**PROBLEM STATEMENT:** Show each line of the records below that contains the string "blurred". Case counts.

Collected data
....
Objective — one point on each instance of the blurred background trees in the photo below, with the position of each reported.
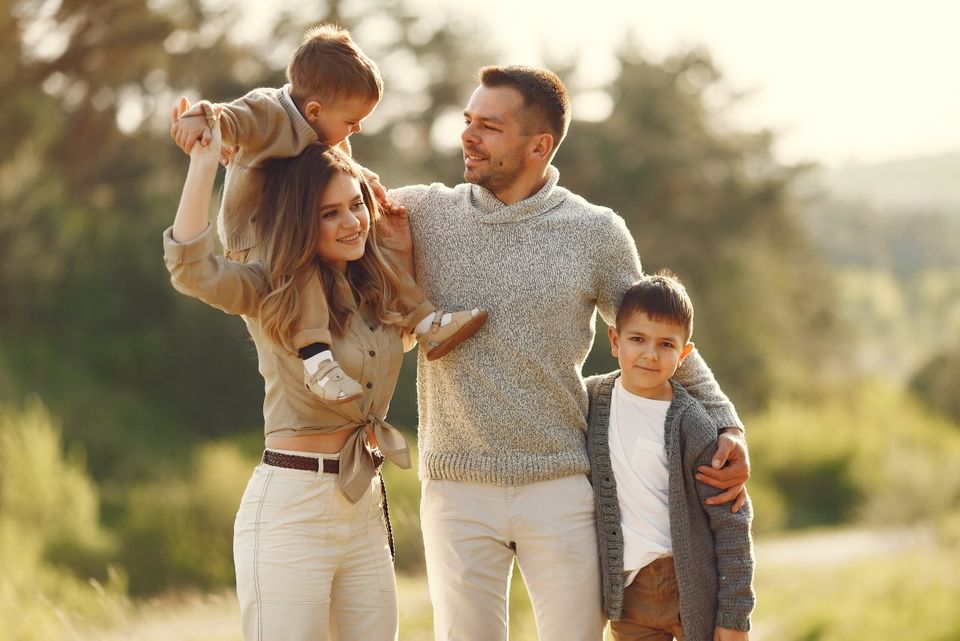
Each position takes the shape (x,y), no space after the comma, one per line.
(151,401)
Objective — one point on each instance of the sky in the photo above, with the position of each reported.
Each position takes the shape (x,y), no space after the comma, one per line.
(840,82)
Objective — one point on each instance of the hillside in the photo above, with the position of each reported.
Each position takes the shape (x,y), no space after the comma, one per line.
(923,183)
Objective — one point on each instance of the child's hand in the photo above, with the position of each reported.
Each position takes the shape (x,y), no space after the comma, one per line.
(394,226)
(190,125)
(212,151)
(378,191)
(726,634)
....
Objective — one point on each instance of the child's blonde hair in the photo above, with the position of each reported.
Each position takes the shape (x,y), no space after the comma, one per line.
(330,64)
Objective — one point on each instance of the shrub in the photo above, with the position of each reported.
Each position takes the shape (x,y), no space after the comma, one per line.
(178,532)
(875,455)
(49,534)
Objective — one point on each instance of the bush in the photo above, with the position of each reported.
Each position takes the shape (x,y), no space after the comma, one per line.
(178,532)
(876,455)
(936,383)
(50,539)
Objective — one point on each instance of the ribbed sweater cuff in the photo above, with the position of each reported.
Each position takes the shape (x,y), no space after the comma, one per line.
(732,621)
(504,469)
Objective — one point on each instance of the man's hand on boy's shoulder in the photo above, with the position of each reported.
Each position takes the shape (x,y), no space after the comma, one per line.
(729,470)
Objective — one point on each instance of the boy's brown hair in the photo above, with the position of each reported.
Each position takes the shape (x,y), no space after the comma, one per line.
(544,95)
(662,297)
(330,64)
....
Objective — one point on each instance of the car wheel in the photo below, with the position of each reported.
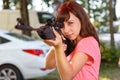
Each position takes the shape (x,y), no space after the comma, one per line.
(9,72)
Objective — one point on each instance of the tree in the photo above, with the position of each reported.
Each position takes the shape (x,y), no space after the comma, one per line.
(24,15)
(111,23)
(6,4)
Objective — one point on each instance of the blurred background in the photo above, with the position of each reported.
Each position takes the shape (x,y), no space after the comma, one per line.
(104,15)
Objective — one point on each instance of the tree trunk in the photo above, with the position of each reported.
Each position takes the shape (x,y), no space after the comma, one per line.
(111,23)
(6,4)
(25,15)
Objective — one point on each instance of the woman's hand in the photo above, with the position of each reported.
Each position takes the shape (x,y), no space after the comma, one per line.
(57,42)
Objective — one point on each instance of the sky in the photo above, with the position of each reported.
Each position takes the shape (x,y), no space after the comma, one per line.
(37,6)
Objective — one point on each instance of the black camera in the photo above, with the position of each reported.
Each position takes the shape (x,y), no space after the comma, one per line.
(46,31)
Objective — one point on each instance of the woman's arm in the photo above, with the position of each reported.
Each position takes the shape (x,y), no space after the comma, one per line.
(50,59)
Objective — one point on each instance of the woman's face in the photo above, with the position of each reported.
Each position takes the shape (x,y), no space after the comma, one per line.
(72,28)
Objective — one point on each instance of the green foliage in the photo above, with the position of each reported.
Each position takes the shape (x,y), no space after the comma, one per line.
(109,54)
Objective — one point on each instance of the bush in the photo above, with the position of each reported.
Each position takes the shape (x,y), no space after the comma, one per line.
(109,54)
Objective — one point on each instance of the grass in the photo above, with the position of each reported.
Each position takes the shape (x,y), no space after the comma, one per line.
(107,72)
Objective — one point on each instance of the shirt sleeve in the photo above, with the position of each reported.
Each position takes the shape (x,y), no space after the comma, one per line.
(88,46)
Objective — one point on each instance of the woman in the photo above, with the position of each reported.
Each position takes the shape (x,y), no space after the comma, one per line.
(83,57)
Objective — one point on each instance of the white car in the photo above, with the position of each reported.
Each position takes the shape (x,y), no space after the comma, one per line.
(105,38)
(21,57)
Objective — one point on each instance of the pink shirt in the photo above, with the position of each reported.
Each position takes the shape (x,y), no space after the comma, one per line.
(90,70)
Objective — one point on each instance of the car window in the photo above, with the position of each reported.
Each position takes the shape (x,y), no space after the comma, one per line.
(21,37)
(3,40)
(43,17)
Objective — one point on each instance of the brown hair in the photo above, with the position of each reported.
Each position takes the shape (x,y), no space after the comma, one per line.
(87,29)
....
**WRITTEN SOLUTION:**
Objective — one point on each instance of the blurred background trees in the photo below, with the position of each reported.
Objective — one point on each instance of the blurred background in the photo above, with the position of each reported.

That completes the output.